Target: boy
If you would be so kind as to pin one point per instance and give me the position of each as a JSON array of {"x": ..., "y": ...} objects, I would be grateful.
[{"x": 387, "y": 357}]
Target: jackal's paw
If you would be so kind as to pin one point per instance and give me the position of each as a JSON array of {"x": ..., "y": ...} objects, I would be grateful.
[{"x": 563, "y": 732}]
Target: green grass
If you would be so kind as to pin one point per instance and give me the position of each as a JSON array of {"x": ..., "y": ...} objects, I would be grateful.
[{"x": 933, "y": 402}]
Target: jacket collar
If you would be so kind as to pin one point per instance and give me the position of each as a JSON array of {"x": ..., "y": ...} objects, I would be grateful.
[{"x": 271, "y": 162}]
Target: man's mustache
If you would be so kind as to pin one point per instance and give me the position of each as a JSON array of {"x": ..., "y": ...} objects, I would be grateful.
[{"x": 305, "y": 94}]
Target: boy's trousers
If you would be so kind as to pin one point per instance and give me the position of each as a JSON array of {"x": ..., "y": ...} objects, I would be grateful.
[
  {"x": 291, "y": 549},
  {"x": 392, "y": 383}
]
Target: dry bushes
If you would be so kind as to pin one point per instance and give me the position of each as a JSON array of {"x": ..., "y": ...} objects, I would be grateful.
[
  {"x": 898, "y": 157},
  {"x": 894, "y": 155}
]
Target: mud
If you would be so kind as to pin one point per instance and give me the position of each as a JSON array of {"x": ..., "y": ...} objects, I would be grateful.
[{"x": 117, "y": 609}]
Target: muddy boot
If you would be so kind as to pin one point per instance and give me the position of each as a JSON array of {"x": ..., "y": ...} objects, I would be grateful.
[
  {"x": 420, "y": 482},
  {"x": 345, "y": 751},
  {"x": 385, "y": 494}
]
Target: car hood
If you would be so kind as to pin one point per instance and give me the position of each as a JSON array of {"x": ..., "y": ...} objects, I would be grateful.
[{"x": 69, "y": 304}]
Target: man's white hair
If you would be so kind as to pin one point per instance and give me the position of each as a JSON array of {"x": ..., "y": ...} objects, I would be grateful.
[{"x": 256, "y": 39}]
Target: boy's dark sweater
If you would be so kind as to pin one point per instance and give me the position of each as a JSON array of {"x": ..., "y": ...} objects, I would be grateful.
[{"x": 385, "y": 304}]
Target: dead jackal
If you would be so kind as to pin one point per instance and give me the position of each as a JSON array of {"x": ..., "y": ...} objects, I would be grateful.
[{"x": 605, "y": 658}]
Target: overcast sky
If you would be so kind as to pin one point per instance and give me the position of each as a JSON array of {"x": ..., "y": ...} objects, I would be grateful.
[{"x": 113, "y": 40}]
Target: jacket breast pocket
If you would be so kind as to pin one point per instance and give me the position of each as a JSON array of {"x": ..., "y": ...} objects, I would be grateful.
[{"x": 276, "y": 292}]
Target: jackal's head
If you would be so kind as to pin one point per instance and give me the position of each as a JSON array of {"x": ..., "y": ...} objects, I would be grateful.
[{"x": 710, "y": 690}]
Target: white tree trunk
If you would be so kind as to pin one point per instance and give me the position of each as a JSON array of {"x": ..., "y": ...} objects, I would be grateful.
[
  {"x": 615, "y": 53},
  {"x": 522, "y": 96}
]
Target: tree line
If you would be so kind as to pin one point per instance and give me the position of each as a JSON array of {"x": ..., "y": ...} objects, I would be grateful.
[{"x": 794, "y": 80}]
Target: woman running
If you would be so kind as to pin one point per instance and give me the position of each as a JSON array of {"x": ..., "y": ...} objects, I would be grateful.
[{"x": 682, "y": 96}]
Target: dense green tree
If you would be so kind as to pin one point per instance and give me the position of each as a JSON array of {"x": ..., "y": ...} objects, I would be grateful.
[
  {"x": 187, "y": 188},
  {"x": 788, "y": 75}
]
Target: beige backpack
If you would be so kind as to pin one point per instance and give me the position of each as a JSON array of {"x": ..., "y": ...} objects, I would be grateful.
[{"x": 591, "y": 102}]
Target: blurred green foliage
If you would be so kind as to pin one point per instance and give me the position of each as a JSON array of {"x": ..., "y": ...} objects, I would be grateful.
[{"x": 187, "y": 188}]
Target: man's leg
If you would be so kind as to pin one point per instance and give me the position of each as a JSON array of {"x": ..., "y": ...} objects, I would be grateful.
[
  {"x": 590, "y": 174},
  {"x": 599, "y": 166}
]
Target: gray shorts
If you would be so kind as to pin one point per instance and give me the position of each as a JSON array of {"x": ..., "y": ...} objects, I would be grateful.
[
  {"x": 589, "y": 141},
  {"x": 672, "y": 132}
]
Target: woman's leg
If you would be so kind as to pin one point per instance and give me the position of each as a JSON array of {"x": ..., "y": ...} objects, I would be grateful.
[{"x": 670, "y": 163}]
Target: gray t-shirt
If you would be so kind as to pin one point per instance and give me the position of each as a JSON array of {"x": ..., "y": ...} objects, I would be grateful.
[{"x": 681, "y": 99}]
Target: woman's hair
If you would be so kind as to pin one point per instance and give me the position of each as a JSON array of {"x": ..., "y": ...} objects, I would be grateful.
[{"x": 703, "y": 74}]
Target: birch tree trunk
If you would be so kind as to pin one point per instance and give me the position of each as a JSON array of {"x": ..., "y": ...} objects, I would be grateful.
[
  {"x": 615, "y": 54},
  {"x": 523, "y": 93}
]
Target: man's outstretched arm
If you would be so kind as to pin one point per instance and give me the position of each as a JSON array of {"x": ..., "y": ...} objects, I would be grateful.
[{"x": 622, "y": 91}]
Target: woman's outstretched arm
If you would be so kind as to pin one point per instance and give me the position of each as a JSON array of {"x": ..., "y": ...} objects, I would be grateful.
┄┄┄┄┄┄
**REQUIRED ACTION**
All of the material must be given again, exactly as it appears above.

**YOUR RESPONSE**
Target: boy
If you would be so kind as to pin one point per instance and give me the position of each as a JSON array of {"x": ..., "y": ...} objects, I would be grateful.
[{"x": 387, "y": 357}]
Target: jackal's paw
If you would be so kind as to pin one point per instance and give me the position of each as a JSON array of {"x": ..., "y": ...} objects, I would be grateful.
[{"x": 563, "y": 732}]
Target: green grass
If you would be so kind as to pin one point per instance and give me the position of each as a JSON array of {"x": ..., "y": ...} objects, I would be grateful.
[{"x": 933, "y": 402}]
Target: jacket collar
If you would be so kind as to pin one point per instance and give me the position of each as a JSON array of {"x": ..., "y": ...} objects, I would be grateful.
[{"x": 271, "y": 162}]
Target: man's mustache
If you would be so kind as to pin one point per instance and give me the position of each as a JSON array of {"x": ..., "y": ...} objects, I would be grateful.
[{"x": 305, "y": 94}]
Target: boy's trousers
If you would be so kind as to pin one point per instance and give me the position of each as a JSON array of {"x": ..., "y": ...} objects, I would be grateful.
[
  {"x": 291, "y": 549},
  {"x": 392, "y": 383}
]
Target: dry bushes
If you would be so kind as to pin one point per instance and give me the position of each as a JSON array of {"x": ..., "y": ...} objects, I would be grateful.
[
  {"x": 898, "y": 157},
  {"x": 894, "y": 155}
]
Target: mud
If you would be so kind as to pin one point per instance and give me the position of each as a JSON array of {"x": ..., "y": ...} objects, I would be grateful.
[{"x": 117, "y": 609}]
Target: muddy boot
If you would be so kind as to pin one point per instance and give me the position of each as a JSON array of {"x": ..., "y": ...} objects, I would be grateful.
[
  {"x": 420, "y": 482},
  {"x": 345, "y": 751},
  {"x": 385, "y": 494}
]
Target: car hood
If you would be so kind as to pin one point per instance and give me the position of each as a JSON array of {"x": ..., "y": ...} objects, I would be grateful.
[{"x": 69, "y": 304}]
Target: man's white hair
If you would be so kind as to pin one point per instance and give me the position of each as a JSON array of {"x": ..., "y": ...} objects, I would be grateful.
[{"x": 256, "y": 39}]
Target: boy's dark sweater
If you would be so kind as to pin one point per instance and give me the position of each as a JSON array of {"x": ..., "y": ...} objects, I would be grateful.
[{"x": 385, "y": 304}]
Target: dead jackal
If you would be so kind as to pin one point per instance and give me the position of each as a JSON array of {"x": ..., "y": ...} objects, I would be grateful.
[{"x": 605, "y": 658}]
Target: overcast sky
If you would be so kind as to pin one point per instance and give me the position of each as a JSON array of {"x": ..., "y": ...} objects, I would be grateful.
[{"x": 113, "y": 40}]
Target: jacket breast pocket
If you would be so kind as to pin one point per instance and give me the position of each as a JSON array of {"x": ..., "y": ...} objects, I would be grateful.
[{"x": 276, "y": 292}]
Target: jackal's head
If you would be so kind as to pin one point per instance and give me the position of each as a JSON array of {"x": ..., "y": ...} objects, I would be grateful.
[{"x": 710, "y": 690}]
Target: white tree trunk
If you would be so kind as to pin one point per instance and give me the position of each as a JSON array of {"x": ..., "y": ...} objects, I would be grateful.
[
  {"x": 615, "y": 53},
  {"x": 522, "y": 96}
]
Target: tree line
If you would be so kind as to pin one point per instance and give me the position of each as a JSON array of {"x": ..., "y": ...} objects, I would be grateful.
[{"x": 794, "y": 80}]
Target: woman running
If you would be so kind as to pin one point per instance and give me the position of each as a JSON array of {"x": ..., "y": ...} objects, I would be grateful.
[{"x": 682, "y": 96}]
Target: dense green tree
If you would be so kind as to pin one point per instance and give me the position of each as a JSON array of {"x": ..., "y": ...} objects, I would be grateful.
[
  {"x": 187, "y": 188},
  {"x": 788, "y": 75}
]
Target: beige backpack
If you would be so kind as to pin one point per instance and give me the position of each as a JSON array of {"x": ..., "y": ...} objects, I would be grateful.
[{"x": 591, "y": 102}]
Target: blurred green foliage
If you would be so kind as to pin one point per instance and give me the position of each as a JSON array of {"x": ..., "y": ...} objects, I would be grateful.
[{"x": 187, "y": 188}]
Target: man's leg
If you would be so kind as to pin one point per instance and give me the position of each as a JSON array of {"x": ..., "y": ...} objects, I would be grateful.
[
  {"x": 590, "y": 174},
  {"x": 599, "y": 166}
]
Target: gray shorts
If you would be so kind as to pin one point per instance and give me the position of each as a JSON array of {"x": ..., "y": ...} objects, I would be grateful.
[
  {"x": 589, "y": 141},
  {"x": 672, "y": 132}
]
Target: woman's leg
If you would be so kind as to pin one point per instance and give me the position of each as a JSON array of {"x": ..., "y": ...} objects, I would be grateful.
[{"x": 670, "y": 163}]
Target: gray t-shirt
If you would be so kind as to pin one point per instance and give me the position of each as a JSON array of {"x": ..., "y": ...} objects, I would be grateful.
[{"x": 681, "y": 99}]
Target: woman's hair
If you would be so kind as to pin one point per instance and give me the position of each as a JSON array of {"x": ..., "y": ...} objects, I would be grateful.
[{"x": 703, "y": 74}]
Target: birch tree trunk
If you would be so kind as to pin one point per instance and give me the position of each as a JSON array of {"x": ..., "y": ...} objects, I would be grateful.
[
  {"x": 615, "y": 54},
  {"x": 523, "y": 93}
]
Target: man's outstretched arm
If you would be so kind as to pin one point per instance and give me the position of each as a JSON array of {"x": ..., "y": ...} objects, I would be grateful.
[{"x": 622, "y": 91}]
Target: woman's outstretched arm
If you would be so kind as to pin one point per instance and give me the position of each as a JSON array of {"x": ..., "y": ...} objects, I would be grateful.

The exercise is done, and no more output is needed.